BEGIN MATERIAL PROVIDED

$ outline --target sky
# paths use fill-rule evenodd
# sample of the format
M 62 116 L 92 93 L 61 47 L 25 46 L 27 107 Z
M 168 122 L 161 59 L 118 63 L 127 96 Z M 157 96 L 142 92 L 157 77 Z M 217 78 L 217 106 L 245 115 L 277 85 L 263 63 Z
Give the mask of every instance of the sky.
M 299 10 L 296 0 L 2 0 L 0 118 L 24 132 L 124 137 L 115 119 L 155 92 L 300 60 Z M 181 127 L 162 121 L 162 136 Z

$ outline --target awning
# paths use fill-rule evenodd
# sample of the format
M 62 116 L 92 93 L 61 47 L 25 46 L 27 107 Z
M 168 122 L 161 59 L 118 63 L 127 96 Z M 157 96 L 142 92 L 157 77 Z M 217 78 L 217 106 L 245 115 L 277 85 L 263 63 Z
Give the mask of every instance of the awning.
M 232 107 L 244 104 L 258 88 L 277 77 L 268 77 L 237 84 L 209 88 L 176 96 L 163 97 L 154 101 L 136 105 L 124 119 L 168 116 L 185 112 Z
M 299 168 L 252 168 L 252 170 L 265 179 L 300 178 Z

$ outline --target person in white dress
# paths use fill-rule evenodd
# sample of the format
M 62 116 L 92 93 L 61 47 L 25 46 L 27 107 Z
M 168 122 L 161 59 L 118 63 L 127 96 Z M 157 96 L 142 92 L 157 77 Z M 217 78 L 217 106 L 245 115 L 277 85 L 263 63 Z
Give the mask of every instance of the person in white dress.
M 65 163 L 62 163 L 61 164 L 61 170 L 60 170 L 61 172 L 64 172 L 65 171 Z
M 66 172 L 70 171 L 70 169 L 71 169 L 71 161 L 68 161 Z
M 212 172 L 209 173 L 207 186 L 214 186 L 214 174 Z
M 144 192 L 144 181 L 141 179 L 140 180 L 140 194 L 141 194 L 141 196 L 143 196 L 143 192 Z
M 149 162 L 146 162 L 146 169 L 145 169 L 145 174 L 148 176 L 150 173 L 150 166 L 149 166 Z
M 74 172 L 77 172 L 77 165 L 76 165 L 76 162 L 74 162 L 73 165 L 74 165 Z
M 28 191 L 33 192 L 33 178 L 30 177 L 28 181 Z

END MATERIAL PROVIDED

TASK DETAILS:
Give only the number of lines in the material above that hold the word "outline".

YOUR SOLUTION:
3